(TEXT EXCERPT):
'''
Even though we are not members of the party that happens to be the Government at the moment, we have an opportunity here of expressing our views, and we are elected to participate in the government of the country. The county councils and the Corporation are not, and we had better assume our responsibility and carry out our duty instead of handing them over to somebody who is not elected for the purpose. We had better shoulder our responsibility or else, as some people recently did, resign and hand over those responsibilities to somebody else. This amendment has nothing at all to recommend it, especially in the atmosphere in which we are living and have been living recently. I do not think it would serve any healthy or useful purpose. Deputies on these benches will vote against the amendment.

Will Deputy Gorey tell us how the United States can get on so well with local police forces?

Very, probably the local bodies in the United States are elected for that particular thing.

Can we not do the same?

If you were to do so you should have provided it in the Local Government Bill and elect people to do these things under the law.

I wonder— and when I use the word wonder I use it to express surprise—whether members of this Dáil have any idea of the assistance that eighty members of the Corporation gave to the police force for the last forty years. Instead of having six members representing the Corporation on the committee or council suggested by Deputy Cooper I suggest that eighty members of the Corporation assisted the police in the past. I remember when I was elected a member of the Corporation I received six letters on the first morning. One was from a lady in a particular street complaining that children were making a playground of it. Another complained of the lamps being broken. Another complained of children playing on the side-walks and making all sorts of noises and so on. I brought these letters to the Town Clerk, who was a very estimable man, as most Town Clerks are, and I enquired from him how many letters an ordinary member of the Corporation got on these matters, and he said about 250. All these letters are carefully sent to the Town Clerk, and he, with the aid of his assistants, sent them on to the police authorities. There was never a day that there was not a police officer in with the Town Clerk making enquiries as to the accuracy of the statements made in the letters. Occasionally members of the police force came and took advice on these matters. Whenever a complaint was sent to the police from a private citizen they gave it instant attention with the idea of helping themselves and the citizens to maintain law and order. Occasionally there were anonymous letters to the papers, such as the Minister referred to, but for every one complaint of that kind there would be ten complaints received by members of the Corporation and sent on to the police for consideration.
'''
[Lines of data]
'''
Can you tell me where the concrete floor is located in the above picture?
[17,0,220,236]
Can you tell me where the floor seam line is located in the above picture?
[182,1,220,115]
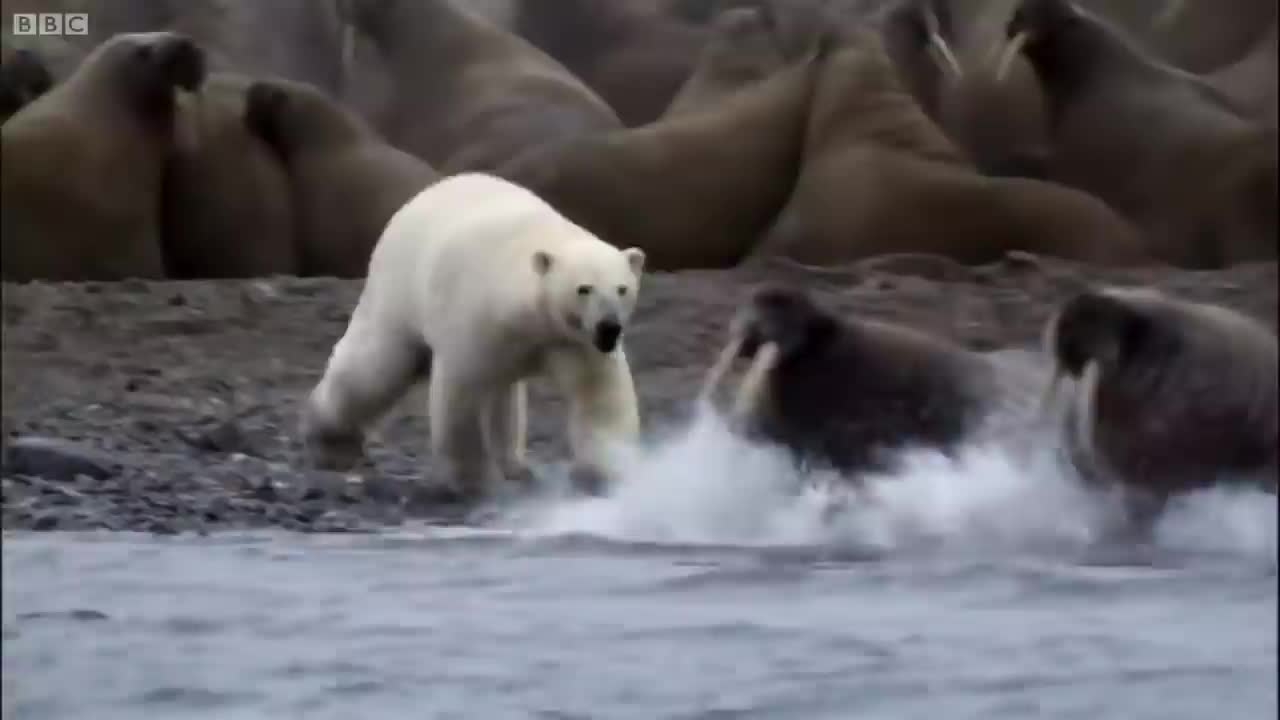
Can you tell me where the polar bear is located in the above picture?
[295,173,645,493]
'''
(REQUEST A):
Decide whether each statement agrees with the debate excerpt: (i) The speaker says deputies on these benches will vote for the amendment. (ii) The speaker received six letters on the first morning after being elected to the Corporation. (iii) The Town Clerk said an ordinary member of the Corporation got about 250 letters on these matters. For each, answer yes or no and quote the words that decide it.
(REQUEST B):
According to the debate excerpt, for how long did eighty members of the Corporation assist the police force?
(REQUEST C):
Rewrite the passage of the debate excerpt that begins at the words "Will Deputy Gorey" and stops after "under the law.", putting "Canada" in place of "United States" each time it occurs.
This data has nothing to do with the debate excerpt.

(ANSWER A):
(i) No: "Deputies on these benches will vote against the amendment."
(ii) Yes: "I received six letters on the first morning."
(iii) Yes: "he said about 250."

(ANSWER B):
For the last forty years.

(ANSWER C):
Will Deputy Gorey tell us how the Canada can get on so well with local police forces?

Very, probably the local bodies in the Canada are elected for that particular thing.

Can we not do the same?

If you were to do so you should have provided it in the Local Government Bill and elect people to do these things under the law.